** Start DOCUMENT **

Two main challenges of recovering jump tables are (a) to identify jump
table base, and (b) to find jump table bounds. For (b), we mainly rely
on the key observation: jump table entries are valid indirect intra-ref.
In more specific, keep iterating jump table entry until we find an
invalid one. Furthermore, function splitting optimization breaks a
function into a few fragments, and jump table could point to any of
these fragments. From binary perspective, each fragment is a function
on its own. The main problem is identifying a sibling fragment from
fragment in a different function.
In nonstripped binaries, fortunately, standard compilers use consistent
symbol names, e.g., foo and foo.cold.1 are siblings, and BOLT rely on
this information to support split jump table. However, there is no
regular symbol in stripped binaries, suggesting major improvements in
every step. These improvements also improve processing of non-stripped
binaries. Support of split jump table can be broken down to 4 steps:
- Decouple sibling analysis (based on symbol) from branch analysis
- Avoid using incomplete sibling information for nonstripped binaries
- Decouple disassembly from branch analysis
- Requirement for (3) and (4)

** End DOCUMENT **
** Start EXTRACTED ENTRIES **

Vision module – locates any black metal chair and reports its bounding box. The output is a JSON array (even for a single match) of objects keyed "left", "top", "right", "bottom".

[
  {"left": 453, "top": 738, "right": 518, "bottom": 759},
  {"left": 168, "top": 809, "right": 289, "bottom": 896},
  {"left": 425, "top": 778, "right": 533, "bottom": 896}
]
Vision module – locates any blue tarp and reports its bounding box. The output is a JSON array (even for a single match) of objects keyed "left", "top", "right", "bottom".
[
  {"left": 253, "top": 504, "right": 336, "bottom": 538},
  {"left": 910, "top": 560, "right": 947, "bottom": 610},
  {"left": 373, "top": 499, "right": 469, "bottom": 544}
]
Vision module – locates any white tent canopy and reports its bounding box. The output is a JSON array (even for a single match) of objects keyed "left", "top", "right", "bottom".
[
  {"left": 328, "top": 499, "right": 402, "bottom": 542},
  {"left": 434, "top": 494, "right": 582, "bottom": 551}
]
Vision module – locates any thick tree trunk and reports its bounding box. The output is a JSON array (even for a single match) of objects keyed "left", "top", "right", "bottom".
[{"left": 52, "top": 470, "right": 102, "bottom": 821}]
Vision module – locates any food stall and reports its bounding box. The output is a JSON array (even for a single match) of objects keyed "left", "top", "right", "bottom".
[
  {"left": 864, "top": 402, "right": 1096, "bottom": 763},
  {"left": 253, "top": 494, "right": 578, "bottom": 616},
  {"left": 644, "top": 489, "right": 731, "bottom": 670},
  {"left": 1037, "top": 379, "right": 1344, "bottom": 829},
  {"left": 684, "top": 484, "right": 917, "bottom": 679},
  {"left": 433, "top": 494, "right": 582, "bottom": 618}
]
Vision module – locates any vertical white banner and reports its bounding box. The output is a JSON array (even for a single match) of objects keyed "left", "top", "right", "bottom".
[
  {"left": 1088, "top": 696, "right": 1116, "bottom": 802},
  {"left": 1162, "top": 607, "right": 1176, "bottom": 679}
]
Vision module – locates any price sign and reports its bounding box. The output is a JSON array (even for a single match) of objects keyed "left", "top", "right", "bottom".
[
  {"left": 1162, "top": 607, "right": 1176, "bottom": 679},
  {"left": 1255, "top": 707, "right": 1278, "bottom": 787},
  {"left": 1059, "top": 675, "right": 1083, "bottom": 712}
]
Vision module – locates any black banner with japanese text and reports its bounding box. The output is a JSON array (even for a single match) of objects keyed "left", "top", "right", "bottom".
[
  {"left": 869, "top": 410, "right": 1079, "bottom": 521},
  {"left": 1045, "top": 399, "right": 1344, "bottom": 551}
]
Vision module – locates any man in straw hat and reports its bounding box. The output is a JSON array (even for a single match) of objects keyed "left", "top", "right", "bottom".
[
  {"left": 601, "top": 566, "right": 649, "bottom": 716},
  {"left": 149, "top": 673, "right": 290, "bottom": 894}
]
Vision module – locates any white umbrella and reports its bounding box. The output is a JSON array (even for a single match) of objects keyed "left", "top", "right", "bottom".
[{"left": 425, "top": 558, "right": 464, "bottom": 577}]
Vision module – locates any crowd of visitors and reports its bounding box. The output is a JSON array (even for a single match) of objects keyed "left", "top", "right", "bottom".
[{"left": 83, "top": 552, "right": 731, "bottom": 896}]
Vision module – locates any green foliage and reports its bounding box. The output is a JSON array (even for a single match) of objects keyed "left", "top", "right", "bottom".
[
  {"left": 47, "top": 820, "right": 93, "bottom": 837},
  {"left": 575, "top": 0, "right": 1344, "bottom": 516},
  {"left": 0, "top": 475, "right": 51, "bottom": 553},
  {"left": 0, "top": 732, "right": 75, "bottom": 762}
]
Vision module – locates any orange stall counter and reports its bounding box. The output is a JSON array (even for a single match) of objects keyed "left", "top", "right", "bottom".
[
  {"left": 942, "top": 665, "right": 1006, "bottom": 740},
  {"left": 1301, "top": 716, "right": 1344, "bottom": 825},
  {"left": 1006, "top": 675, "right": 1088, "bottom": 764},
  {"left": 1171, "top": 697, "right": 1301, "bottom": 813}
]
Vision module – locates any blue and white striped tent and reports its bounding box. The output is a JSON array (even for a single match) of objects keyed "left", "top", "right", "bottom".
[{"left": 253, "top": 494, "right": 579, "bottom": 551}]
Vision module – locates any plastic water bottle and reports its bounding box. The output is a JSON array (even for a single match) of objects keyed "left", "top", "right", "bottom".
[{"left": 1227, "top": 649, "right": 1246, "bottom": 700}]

** End EXTRACTED ENTRIES **

INSTRUCTIONS FOR THE TASK: Extend the passage on recovering split jump tables in stripped binaries, picking up after its final line.

RESULT OF THIS EXERCISE:
- Improve solution for problem (a)
- Improve solution for problem (b)
This update addresses step (4): restructure jump table entry validation
with ordered properties:
- Bring instruction bounds check earlier (nonstripped/stripped)
- Split function has no more than 2 fragments (stripped)
- Non-overlapping jump table (stripped)
- Sibling validation based on symbol name (nonstripped)
In future update:
- Sibling validation based on LSDA (stripped)
- Cannot target callable fragment entry (nonstripped/stripped)